Tarefa 1
Reproduza palavra por palavra os registros, do início deles até a linha que contém "negative clicks: (438, 302)", incluindo essa linha. Deixe as imagens de fora da resposta.

AACHEN, Hans von Allegory of Peace, Art and Abundance 1602 Oil on canvas, 197 x 142 cm The Hermitage, St. Petersburg |
“Quando se aprende a amar, o mundo passa a ser seu”
Renato Russo
Renato Russo
Uma das épocas mais felizes de vida foi o momento em que, no início dos anos 90, fazia a transição de minha infância para a adolescência. Eu não dispunha de muitos recursos mentais: não havia muita coisa em minha mente para além dos amigos, o futebol e as primeiras paixões. No ano de 1992, tive a oportunidade de me mudar de um prédio em que só havia eu e meu irmão para um prédio repleto de moleques da nossa idade, sendo que alguns dos quais frequentavam a mesma escola que eu e meu irmão frequentávamos desde a mais tenra infância.

Registros disponíveis
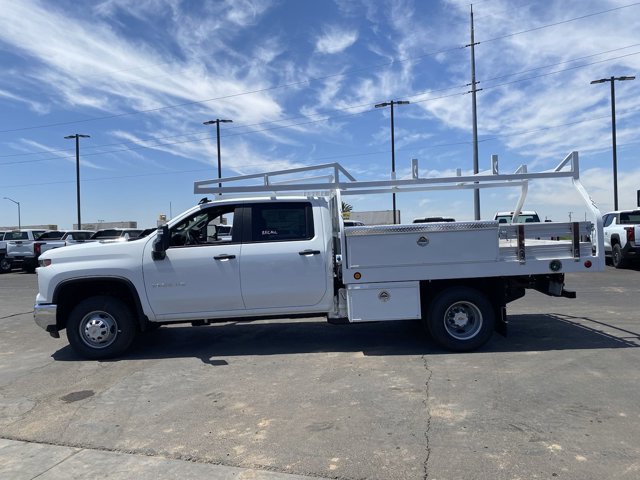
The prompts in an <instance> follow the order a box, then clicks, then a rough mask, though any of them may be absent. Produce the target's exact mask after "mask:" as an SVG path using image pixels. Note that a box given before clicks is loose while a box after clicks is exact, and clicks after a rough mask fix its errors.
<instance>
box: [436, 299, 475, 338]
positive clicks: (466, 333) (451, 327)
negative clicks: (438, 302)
mask: <svg viewBox="0 0 640 480" xmlns="http://www.w3.org/2000/svg"><path fill="white" fill-rule="evenodd" d="M444 328H445V330H446V331H447V333H448V334H449V335H451V336H452V337H453V338H455V339H456V340H469V339H471V338H473V337H475V336H476V335H478V333H479V332H480V330H481V329H482V312H481V311H480V309H479V308H478V307H477V306H476V305H474V304H473V303H470V302H466V301H459V302H456V303H454V304H452V305H451V306H450V307H449V308H447V311H446V312H445V314H444Z"/></svg>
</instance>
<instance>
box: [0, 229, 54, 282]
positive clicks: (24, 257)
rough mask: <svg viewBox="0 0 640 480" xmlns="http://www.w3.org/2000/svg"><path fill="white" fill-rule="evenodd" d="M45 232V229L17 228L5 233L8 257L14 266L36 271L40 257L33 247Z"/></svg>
mask: <svg viewBox="0 0 640 480" xmlns="http://www.w3.org/2000/svg"><path fill="white" fill-rule="evenodd" d="M44 232H45V231H44V230H15V231H12V232H7V233H5V235H4V239H5V241H6V242H7V258H8V259H9V260H10V261H11V263H12V265H13V266H14V267H21V268H22V269H23V270H26V271H27V272H30V273H33V272H35V270H36V267H37V266H38V259H37V255H36V253H35V252H34V249H33V248H34V242H35V241H36V240H37V239H38V238H40V235H42V234H43V233H44Z"/></svg>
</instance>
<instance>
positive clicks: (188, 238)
mask: <svg viewBox="0 0 640 480" xmlns="http://www.w3.org/2000/svg"><path fill="white" fill-rule="evenodd" d="M235 210H236V206H235V205H224V206H220V207H210V208H204V209H202V210H199V211H197V212H195V213H193V214H192V215H190V216H189V217H187V218H185V219H184V220H182V221H181V222H180V223H178V224H177V225H174V226H173V227H171V231H170V235H171V246H172V247H192V246H197V245H218V244H221V243H231V242H232V241H234V238H233V237H234V235H236V236H237V235H238V234H239V232H235V230H236V229H234V228H233V218H234V212H235ZM236 241H237V240H236Z"/></svg>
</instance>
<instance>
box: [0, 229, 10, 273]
mask: <svg viewBox="0 0 640 480" xmlns="http://www.w3.org/2000/svg"><path fill="white" fill-rule="evenodd" d="M6 233H7V232H0V273H7V272H10V271H11V260H10V259H9V258H8V257H7V242H5V241H4V236H5V234H6Z"/></svg>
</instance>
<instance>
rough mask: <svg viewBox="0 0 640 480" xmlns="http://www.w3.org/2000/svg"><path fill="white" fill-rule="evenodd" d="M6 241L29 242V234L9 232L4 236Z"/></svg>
mask: <svg viewBox="0 0 640 480" xmlns="http://www.w3.org/2000/svg"><path fill="white" fill-rule="evenodd" d="M4 239H5V240H28V239H29V234H28V233H27V232H7V233H6V234H5V236H4Z"/></svg>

Tarefa 2
Segundo o texto de leitura, em que ano quem escreve se mudou para um prédio cheio de moleques da mesma idade?

Resposta 1
The prompts in an <instance> follow the order a box, then clicks, then a rough mask, though any of them may be absent. Produce the target's exact mask after "mask:" as an SVG path using image pixels. Note that a box given before clicks is loose while a box after clicks is exact, and clicks after a rough mask fix its errors.
<instance>
box: [436, 299, 475, 338]
positive clicks: (466, 333) (451, 327)
negative clicks: (438, 302)

Resposta 2
Em 1992.